= Ausgewählter Text =
******************************

Herr Präsident! Liebe Kolleginnen und Kollegen! Verehrte Frau Bessin, mit ihrem ersten regulären Antrag in diesem Parlament beantragt die AfD also einen „Sonderausschuss Kreisgebietsreform“. Da sage ich: „Herzlich willkommen in den Mühen der politischen Ebene“.
Welche Absicht hinter dem sehr formal gehaltenen Antrag steckt, lässt sich nur erahnen. Wollen Sie einen Neuaufguss der Enquetekommission 5/2? Ist Ihnen die Lektüre des Abschlussberichtes nebst den zahlreichen Gutachten zu mühsam? Möchten Sie eine Parallelveranstaltung zum Innen- und Kommunalausschuss etablieren, in dem die künftigen Reformschritte ausführlichst behandelt werden? Wenn ich mir Ihre Presseberichte zum Thema Funktional- und Gebietsreform anschaue, dann scheint diese ja eine Ausgeburt der Hölle, ähnlich bedrohlich wie der Untergang des Abendlandes. Da sich auch hier trefflich an Ressentiments und Ängsten andocken lässt - Stichwort: Identitäts- und Heimatverlust -, scheint mir mehr der Sand im Getriebe ausschlaggebend für Ihren Antrag zu sein.
So oder so: Dieser Antrag ist nicht zustimmungsfähig. Der Vorschlag ist unserer Ansicht nach weder praktikabel noch inhaltlich durchdacht.
Die Enquetekommission „Kommunal- und Landesverwaltung bürgernah, effektiv und zukunftsfest - Brandenburg 2020“ hat in ihrem Abschlussbericht im Herbst 2013 eine ganze Reihe von Fragen behandelt, deren Beantwortung notwendig ist, um das Land auf allen Ebenen zukunftsfähig zu machen. Vor dem Hintergrund der demografischen und finanziellen Entwicklung besteht hoher Reform- und Handlungsbedarf. In diesem Zusammenhang ist eine Kreisgebietsreform nur ein Aspekt, der auch nicht losgelöst von der Frage der Aufgabenverteilung zwischen dem Land und den Kommunen - Stichwort Funktionalreform -, der Stärkung der Verwaltungskraft der gemeindlichen Ebene oder der Weiterentwicklung der Finanzierungsmechanismen und des Finanzausgleichs betrachtet werden kann. Ich empfehle wirklich, den Abschlussbericht in seiner Gänze zu lesen und sich nicht nur auf einzelne Teilaspekte zu beziehen.
In diesem Landtag einen Sonderausschuss Kreisgebietsreform etablieren zu wollen kann nicht funktionieren, wenn nur ein Aspekt eines ganzen Bündels von Reformen herausgehoben wird.

******************************

= Datensätze zur Aufgabe =
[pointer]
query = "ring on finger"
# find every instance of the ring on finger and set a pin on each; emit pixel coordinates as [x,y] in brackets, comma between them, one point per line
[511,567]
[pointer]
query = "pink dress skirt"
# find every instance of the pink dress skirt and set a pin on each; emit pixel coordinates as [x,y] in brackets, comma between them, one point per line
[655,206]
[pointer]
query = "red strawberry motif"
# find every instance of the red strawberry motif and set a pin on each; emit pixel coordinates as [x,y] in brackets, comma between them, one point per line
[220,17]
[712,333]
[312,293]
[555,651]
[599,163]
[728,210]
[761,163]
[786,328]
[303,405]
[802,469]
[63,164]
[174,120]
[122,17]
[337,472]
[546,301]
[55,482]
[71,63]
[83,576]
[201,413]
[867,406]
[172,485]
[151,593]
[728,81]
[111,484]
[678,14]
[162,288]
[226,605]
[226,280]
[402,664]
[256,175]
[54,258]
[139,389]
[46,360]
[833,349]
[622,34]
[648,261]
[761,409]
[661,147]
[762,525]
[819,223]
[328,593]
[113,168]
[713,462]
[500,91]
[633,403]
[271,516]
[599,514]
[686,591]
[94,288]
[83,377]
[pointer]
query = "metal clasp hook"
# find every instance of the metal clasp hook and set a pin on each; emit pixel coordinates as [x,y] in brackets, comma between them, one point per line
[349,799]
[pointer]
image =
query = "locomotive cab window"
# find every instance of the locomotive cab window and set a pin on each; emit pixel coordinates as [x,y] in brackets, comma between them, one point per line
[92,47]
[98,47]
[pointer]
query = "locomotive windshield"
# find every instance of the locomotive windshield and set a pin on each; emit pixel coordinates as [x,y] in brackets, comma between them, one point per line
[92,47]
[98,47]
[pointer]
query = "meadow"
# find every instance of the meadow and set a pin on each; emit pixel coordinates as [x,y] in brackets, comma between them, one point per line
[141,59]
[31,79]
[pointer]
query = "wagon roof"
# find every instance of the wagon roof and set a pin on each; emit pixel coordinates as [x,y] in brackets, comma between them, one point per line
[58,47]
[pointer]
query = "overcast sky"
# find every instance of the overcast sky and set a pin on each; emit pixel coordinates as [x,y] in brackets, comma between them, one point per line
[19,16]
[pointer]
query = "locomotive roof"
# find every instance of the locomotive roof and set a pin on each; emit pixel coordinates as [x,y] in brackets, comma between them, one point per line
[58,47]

******************************

= Zu erledigende Aufgaben =
- 1) Wie lässt sich der Absatz der Rede zum Sonderausschuss Kreisgebietsreform, der mit „Die Enquetekommission“ beginnt, knapper als Stichpunktliste fassen, ohne seine wesentlichen Aussagen zu verlieren?
- 2) In welchen Zeilen der Datensätze steht das Wort „clasp“? Finden Sie jede davon und schreiben Sie sie vollständig ab.
Der Text und die Datensätze haben inhaltlich nichts miteinander zu tun.

= Lösungen der Aufgaben =
- 1)
- Die Enquetekommission „Kommunal- und Landesverwaltung bürgernah, effektiv und zukunftsfest - Brandenburg 2020“ legte im Herbst 2013 ihren Abschlussbericht vor.
- Er behandelt zahlreiche Fragen, deren Beantwortung nötig ist, um das Land auf allen Ebenen zukunftsfähig zu machen.
- Wegen der demografischen und finanziellen Entwicklung besteht hoher Reform- und Handlungsbedarf.
- Die Kreisgebietsreform ist nur ein Aspekt. Sie lässt sich nicht losgelöst betrachten von:
  - der Funktionalreform, also der Aufgabenverteilung zwischen Land und Kommunen,
  - der Stärkung der Verwaltungskraft der gemeindlichen Ebene,
  - der Weiterentwicklung der Finanzierungsmechanismen und des Finanzausgleichs.
- Empfehlung: den Abschlussbericht vollständig lesen, statt sich nur auf einzelne Teilaspekte zu beziehen.

- 2)
query = "metal clasp hook"
# find every instance of the metal clasp hook and set a pin on each; emit pixel coordinates as [x,y] in brackets, comma between them, one point per line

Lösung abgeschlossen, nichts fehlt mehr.